● Aim of the task
Starting from the first line below, repeat the data exactly through to the last.

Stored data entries
____

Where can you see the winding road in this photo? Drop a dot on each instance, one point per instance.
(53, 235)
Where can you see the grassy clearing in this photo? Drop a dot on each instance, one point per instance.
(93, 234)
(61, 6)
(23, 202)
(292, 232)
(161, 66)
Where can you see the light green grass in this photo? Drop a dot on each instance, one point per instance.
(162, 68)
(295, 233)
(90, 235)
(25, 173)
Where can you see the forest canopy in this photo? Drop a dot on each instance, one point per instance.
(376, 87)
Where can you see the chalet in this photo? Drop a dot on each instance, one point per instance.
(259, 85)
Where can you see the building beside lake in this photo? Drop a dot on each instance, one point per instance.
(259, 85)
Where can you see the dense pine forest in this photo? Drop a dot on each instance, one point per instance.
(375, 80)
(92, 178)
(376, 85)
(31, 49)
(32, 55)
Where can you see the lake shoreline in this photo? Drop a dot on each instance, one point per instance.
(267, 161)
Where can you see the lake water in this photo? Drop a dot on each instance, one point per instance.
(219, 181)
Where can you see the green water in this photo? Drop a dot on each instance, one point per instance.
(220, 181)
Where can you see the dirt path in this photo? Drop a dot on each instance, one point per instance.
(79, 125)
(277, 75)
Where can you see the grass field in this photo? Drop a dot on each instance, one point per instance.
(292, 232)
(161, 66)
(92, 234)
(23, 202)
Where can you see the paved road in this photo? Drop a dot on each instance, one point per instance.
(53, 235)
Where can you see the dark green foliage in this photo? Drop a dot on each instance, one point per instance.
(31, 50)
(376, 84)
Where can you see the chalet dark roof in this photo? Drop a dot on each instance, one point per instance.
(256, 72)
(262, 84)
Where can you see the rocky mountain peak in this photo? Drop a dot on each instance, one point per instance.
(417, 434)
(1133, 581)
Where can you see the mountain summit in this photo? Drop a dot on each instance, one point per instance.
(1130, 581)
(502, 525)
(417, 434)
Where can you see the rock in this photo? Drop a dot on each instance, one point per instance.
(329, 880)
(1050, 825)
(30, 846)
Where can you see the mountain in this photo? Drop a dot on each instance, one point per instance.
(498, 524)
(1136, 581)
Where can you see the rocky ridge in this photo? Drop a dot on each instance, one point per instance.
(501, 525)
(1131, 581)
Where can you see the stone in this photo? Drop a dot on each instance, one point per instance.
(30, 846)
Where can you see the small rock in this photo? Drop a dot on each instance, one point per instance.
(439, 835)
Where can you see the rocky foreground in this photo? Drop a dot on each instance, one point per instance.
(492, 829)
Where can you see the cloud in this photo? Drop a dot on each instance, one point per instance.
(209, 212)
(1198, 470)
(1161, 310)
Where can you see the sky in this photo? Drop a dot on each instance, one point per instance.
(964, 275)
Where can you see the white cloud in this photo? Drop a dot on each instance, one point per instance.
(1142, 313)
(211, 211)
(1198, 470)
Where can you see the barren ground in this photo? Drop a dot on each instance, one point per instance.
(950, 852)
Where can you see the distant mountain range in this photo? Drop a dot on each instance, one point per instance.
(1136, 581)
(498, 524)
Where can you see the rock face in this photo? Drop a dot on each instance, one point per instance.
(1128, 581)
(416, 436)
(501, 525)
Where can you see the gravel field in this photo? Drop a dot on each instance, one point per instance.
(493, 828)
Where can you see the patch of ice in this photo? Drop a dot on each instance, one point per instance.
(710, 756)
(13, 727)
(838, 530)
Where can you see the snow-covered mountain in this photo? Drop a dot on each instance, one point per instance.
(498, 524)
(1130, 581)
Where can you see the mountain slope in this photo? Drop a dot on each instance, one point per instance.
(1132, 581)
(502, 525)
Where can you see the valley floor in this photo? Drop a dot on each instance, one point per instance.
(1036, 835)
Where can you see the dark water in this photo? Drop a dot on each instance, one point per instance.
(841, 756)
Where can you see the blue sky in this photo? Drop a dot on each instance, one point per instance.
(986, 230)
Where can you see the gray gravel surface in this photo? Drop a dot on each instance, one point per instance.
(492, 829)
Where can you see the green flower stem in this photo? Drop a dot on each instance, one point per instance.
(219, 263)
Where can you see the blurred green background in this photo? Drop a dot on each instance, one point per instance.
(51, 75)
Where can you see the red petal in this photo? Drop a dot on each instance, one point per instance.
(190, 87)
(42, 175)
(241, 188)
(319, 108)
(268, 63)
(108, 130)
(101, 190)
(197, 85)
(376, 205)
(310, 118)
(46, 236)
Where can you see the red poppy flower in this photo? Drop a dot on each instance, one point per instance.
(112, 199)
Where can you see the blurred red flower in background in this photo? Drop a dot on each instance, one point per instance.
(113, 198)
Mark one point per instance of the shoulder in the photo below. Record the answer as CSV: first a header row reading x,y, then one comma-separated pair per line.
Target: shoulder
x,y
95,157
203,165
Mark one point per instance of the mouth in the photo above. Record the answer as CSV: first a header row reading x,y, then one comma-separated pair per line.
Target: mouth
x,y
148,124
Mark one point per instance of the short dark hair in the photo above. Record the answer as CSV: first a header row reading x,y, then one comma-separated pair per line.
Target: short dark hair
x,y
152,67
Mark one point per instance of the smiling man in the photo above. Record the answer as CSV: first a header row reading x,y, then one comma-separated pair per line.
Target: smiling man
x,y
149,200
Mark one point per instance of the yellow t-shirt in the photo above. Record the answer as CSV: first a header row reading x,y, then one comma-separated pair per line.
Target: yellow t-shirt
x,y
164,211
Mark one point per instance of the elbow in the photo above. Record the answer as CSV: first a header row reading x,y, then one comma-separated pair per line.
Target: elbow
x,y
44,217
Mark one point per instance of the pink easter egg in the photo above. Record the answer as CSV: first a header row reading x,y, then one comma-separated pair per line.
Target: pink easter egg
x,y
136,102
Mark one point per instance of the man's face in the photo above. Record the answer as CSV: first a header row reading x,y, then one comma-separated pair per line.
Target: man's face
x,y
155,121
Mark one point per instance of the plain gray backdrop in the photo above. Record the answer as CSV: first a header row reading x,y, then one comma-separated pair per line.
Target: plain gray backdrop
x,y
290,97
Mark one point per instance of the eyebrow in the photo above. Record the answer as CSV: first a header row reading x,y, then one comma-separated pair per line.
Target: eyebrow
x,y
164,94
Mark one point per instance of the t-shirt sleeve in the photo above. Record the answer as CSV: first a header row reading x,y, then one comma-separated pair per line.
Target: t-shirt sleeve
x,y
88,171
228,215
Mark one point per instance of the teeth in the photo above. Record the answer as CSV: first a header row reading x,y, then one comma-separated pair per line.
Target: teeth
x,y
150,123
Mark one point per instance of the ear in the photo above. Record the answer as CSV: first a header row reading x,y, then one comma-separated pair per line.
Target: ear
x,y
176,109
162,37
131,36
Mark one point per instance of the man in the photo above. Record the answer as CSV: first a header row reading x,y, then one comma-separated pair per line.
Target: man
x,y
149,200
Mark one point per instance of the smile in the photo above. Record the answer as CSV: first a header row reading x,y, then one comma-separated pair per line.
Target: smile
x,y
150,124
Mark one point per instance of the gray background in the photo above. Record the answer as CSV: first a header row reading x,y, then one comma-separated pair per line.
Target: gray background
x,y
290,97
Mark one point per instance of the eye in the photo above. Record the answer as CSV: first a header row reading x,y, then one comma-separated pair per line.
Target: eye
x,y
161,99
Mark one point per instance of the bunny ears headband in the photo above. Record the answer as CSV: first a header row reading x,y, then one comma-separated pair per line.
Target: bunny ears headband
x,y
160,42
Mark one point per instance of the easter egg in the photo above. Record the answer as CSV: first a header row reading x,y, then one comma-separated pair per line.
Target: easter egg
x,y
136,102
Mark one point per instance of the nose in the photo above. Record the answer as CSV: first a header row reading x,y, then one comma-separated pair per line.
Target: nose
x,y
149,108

____

● Solved exercise
Where can you see the winding road in this photo? Drop a dot on each instance, one point per instance.
(53, 235)
Where can you see the grassy clearing in this photo? Drop a dot on each instance, one point per instance.
(93, 234)
(61, 6)
(23, 202)
(292, 232)
(161, 66)
Where can you see the light green grass in this photo? Drop a dot on each instance, one point per instance.
(162, 68)
(295, 233)
(90, 235)
(25, 173)
Where can you see the forest canopy in this photo? Drop a dot on each instance, one point per instance.
(376, 87)
Where can you see the chalet in this photo? Drop a dot on each instance, one point per instance.
(259, 85)
Where can you see the building beside lake in this photo? Drop a dot on each instance, one point per instance.
(259, 85)
Where can you see the dense pine forest in this photo? Drop a dot on each instance, one point per instance.
(375, 80)
(92, 178)
(376, 85)
(31, 49)
(32, 55)
Where can you see the lake shoreline in this photo? Drop a dot on each instance, one point per instance.
(267, 161)
Where can you see the lake water in this photo? Drop a dot on each instance, one point per instance.
(219, 181)
Where can you see the green water in this photo? Drop a dot on each instance, one point per instance.
(220, 181)
Where can you see the dirt path in this photo? Drop a dot on each instance, one point per instance.
(79, 125)
(277, 75)
Where can you see the grass field in this photo? Drop a dot on each instance, one point per instance.
(292, 232)
(161, 66)
(92, 234)
(23, 202)
Where can you see the paved road in this photo? Drop a dot on each instance, one point per instance.
(53, 235)
Where can you see the dark green foliage in this photo? Drop a dot on each instance, one point per instance.
(31, 50)
(376, 84)
Where can you see the chalet dark roof in this photo? Drop a dot on each instance, one point per instance.
(256, 72)
(262, 84)
Where can you see the rocky mountain peak in this photo? Drop a dot on each instance, one point per instance.
(417, 434)
(1133, 581)
Where can you see the mountain summit in this photo? Drop a dot on each instance, one point per instance.
(1130, 581)
(502, 525)
(417, 434)
Where can you see the rock in this photo? Drop a dot on each instance, one point per instance.
(329, 880)
(1050, 825)
(30, 846)
Where can you see the mountain in this photo? Drop a dot on each instance, one point per instance.
(498, 524)
(1136, 581)
Where can you see the rocky ridge in this photo? Drop a dot on each instance, one point per instance.
(501, 525)
(1131, 581)
Where can you see the stone in this photo? Drop a dot on each instance, one point per instance.
(30, 846)
Where can you see the small rock in this photo? Drop a dot on each instance, one point per instance.
(439, 835)
Where can you see the rocky foreground in this photo? Drop a dot on each instance, one point per instance.
(492, 829)
Where can you see the cloud in this photo? Drop a dot on each instance, one point per instance.
(209, 212)
(1198, 470)
(1161, 310)
Where can you see the sky in this photo? Drop a dot on each instance, one point per instance.
(964, 275)
Where can you see the white cloud in this photo? Drop a dot on each instance, one point per instance.
(1142, 313)
(211, 211)
(1198, 470)
Where can you see the barren ground in this photo? Drop a dot on each instance, one point per instance.
(950, 852)
Where can you see the distant mountain range in this photo? Drop a dot on each instance, one point per instance.
(1136, 581)
(498, 524)
Where can you see the rock face in this photo? Drop a dot on each instance, one point per instance.
(1128, 581)
(416, 436)
(501, 525)
Where can you see the gravel field in this photo? Drop a dot on each instance, one point per instance.
(493, 828)
Where can you see the patch of ice in this photo? Drop a dot on each instance, one point per instance.
(710, 756)
(13, 727)
(838, 530)
Where can you see the snow-covered mountain in this photo? Drop a dot on each instance, one point per instance.
(498, 524)
(1130, 581)
Where can you see the mountain slope in this photo? Drop a dot on each instance, one point per instance.
(1132, 581)
(502, 525)
Where can you see the valley floor in this photo? Drop a dot on each instance, one point per instance.
(1036, 835)
Where can you see the dark water in this photo? Drop a dot on each instance, one point per instance.
(841, 756)
Where can you see the blue sky in this photo? Drop a dot on each instance, one point per instance.
(986, 230)
Where can you see the gray gravel surface in this photo? Drop a dot on each instance, one point per instance.
(492, 829)
Where can you see the green flower stem in this photo? Drop a dot on each instance, one point per instance.
(219, 263)
Where can you see the blurred green background in this photo? Drop a dot on each instance, one point per instance.
(51, 75)
Where can you see the red petal in this photo? Drop a dot on each instance, one point per instance.
(190, 87)
(42, 175)
(241, 188)
(319, 108)
(268, 63)
(108, 130)
(101, 190)
(197, 85)
(376, 205)
(310, 118)
(46, 236)
Where can you see the red poppy flower in this photo? Drop a dot on each instance, one point per instance.
(112, 199)
Where can you see the blurred red flower in background in this photo? Drop a dot on each instance, one point per instance.
(113, 198)
Mark one point per instance of the shoulder in the photo below. Record the answer as CSV: first a header row reading x,y, then one comma-separated pair per line.
Target: shoulder
x,y
95,157
203,165
Mark one point per instance of the mouth in the photo above. Record the answer as CSV: first a header row reading x,y, then one comma-separated pair per line.
Target: mouth
x,y
148,124
Mark one point per instance of the short dark hair in the photo above. Record the answer as CSV: first a header row reading x,y, then one comma-separated pair per line.
Target: short dark hair
x,y
152,67
Mark one point per instance of the smiling man in the photo above. Record the answer as CSV: first a header row reading x,y, then one comma-separated pair per line.
Target: smiling man
x,y
149,200
Mark one point per instance of the yellow t-shirt in the photo above. Record the answer as CSV: first a header row reading x,y, then one comma-separated pair per line.
Target: yellow t-shirt
x,y
164,211
Mark one point per instance of the elbow in the photo above. Record the answer as CSV: first a header row reading x,y, then one comma-separated pair per line.
Target: elbow
x,y
44,217
Mark one point per instance of the pink easter egg in the photo above. Record the answer as CSV: first a header row reading x,y, then one comma-separated pair per line.
Target: pink easter egg
x,y
136,102
Mark one point per instance of the man's face in the photo above. Record the answer as CSV: first a header row reading x,y, then one comma-separated pair per line.
Target: man's face
x,y
155,121
Mark one point per instance of the plain gray backdrop in the photo above. Record the answer as CSV: first a header row reading x,y, then one comma-separated pair per line.
Target: plain gray backdrop
x,y
290,97
Mark one point per instance of the eyebrow in the photo above. Record the answer as CSV: first a header row reading x,y, then one comma-separated pair per line.
Target: eyebrow
x,y
164,94
Mark one point per instance of the t-shirt sleeve in the photo above. Record the answer as CSV: first a header row reading x,y, then one comma-separated pair per line.
Target: t-shirt sleeve
x,y
88,171
228,215
Mark one point per instance of the teeth in the photo above. Record the answer as CSV: first a header row reading x,y, then one comma-separated pair per line.
Target: teeth
x,y
150,123
Mark one point per instance of the ear in the photo above. Record the answer as CSV: first a header row reading x,y, then one comma-separated pair per line.
Target: ear
x,y
176,109
162,37
131,36
Mark one point per instance of the man in the photo above. Record the answer as CSV: first a header row reading x,y, then one comma-separated pair per line.
Target: man
x,y
149,200
Mark one point per instance of the smile in the photo above. Record the answer as CSV: first a header row reading x,y, then one comma-separated pair per line.
Target: smile
x,y
150,124
Mark one point per instance of the gray background in the photo above. Record the answer as CSV: first a header row reading x,y, then one comma-separated pair per line.
Target: gray background
x,y
290,97
Mark one point per instance of the eye in the photo above. Record the answer as CSV: first a header row reading x,y, then one comma-separated pair per line.
Target: eye
x,y
161,99
Mark one point per instance of the bunny ears headband in the photo above. Record the answer as CSV: first a header row reading x,y, then one comma-separated pair per line.
Target: bunny ears headband
x,y
160,42
Mark one point per instance of the easter egg in the photo above. Record the answer as CSV: first a header row reading x,y, then one comma-separated pair per line.
Target: easter egg
x,y
136,102
Mark one point per instance of the nose in the photo above. Record the answer as CSV: first a header row reading x,y, then one comma-separated pair per line.
Target: nose
x,y
149,108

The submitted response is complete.